# [REQUIRED TASK]
How many lines in the entries below contain the word "grass"? Reply with the number only.

— BEGIN —

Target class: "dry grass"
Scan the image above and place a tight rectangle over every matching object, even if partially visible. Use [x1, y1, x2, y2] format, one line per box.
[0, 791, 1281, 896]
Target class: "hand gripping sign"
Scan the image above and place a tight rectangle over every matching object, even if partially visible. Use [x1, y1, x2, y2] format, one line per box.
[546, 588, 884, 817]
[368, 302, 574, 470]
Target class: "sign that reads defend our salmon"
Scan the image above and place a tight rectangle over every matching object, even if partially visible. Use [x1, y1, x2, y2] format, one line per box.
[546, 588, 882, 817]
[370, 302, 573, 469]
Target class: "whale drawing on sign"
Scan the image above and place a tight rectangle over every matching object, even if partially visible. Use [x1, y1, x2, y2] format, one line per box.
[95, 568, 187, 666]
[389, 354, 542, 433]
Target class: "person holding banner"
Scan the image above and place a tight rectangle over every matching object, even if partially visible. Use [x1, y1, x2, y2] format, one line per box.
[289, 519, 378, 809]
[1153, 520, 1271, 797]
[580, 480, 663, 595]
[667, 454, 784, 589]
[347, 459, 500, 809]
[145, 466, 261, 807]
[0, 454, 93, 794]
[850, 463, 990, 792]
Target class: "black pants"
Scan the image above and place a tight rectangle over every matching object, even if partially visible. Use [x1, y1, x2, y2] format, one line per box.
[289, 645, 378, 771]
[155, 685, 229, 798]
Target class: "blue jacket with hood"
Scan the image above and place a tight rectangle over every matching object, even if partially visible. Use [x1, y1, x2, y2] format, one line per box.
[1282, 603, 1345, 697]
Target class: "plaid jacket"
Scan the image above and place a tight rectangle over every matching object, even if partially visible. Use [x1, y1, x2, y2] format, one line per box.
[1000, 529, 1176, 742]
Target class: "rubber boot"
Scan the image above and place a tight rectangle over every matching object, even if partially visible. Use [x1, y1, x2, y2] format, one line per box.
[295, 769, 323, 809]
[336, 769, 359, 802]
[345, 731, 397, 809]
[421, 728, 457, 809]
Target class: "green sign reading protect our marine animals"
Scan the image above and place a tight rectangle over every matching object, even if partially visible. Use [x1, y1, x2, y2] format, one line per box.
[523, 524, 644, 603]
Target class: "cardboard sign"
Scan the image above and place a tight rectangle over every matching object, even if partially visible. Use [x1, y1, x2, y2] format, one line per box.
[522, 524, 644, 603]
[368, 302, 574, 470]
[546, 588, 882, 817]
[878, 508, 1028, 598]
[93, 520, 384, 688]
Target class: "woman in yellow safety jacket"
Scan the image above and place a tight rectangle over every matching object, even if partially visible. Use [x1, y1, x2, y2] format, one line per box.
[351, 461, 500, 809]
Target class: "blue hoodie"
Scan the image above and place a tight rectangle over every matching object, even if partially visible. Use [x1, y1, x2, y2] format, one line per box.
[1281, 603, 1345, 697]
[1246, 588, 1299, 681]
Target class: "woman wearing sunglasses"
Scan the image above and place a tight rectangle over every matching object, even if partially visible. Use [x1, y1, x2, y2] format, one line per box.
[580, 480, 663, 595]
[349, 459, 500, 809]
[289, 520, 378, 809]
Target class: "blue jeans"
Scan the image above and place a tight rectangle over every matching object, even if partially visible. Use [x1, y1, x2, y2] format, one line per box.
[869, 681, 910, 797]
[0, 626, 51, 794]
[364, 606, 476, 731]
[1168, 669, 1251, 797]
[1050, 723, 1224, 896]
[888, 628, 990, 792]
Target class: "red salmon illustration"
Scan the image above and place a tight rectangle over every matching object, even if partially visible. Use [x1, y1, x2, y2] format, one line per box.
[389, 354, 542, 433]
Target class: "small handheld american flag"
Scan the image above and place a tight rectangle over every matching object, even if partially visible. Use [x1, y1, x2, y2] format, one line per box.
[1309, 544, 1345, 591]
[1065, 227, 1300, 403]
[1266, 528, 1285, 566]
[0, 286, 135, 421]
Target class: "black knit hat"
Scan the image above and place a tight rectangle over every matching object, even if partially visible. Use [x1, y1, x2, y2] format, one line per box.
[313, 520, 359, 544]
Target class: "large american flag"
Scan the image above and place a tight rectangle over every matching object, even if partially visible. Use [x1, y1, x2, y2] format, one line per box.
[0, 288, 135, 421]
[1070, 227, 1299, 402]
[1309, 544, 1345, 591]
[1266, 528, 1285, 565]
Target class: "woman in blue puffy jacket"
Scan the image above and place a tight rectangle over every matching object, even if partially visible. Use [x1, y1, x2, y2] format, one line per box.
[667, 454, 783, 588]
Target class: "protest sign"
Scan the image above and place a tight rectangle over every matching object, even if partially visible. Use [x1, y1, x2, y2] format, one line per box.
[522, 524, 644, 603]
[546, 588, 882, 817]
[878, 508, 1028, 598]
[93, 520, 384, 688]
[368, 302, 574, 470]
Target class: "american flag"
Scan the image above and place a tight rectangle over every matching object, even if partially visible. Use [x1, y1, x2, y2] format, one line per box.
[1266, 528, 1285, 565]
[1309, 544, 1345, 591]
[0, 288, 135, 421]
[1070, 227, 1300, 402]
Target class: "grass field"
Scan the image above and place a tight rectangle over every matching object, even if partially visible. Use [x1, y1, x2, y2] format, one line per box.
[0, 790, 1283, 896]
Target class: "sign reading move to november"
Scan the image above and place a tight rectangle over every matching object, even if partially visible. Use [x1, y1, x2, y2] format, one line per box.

— END —

# [PROBLEM SOLUTION]
2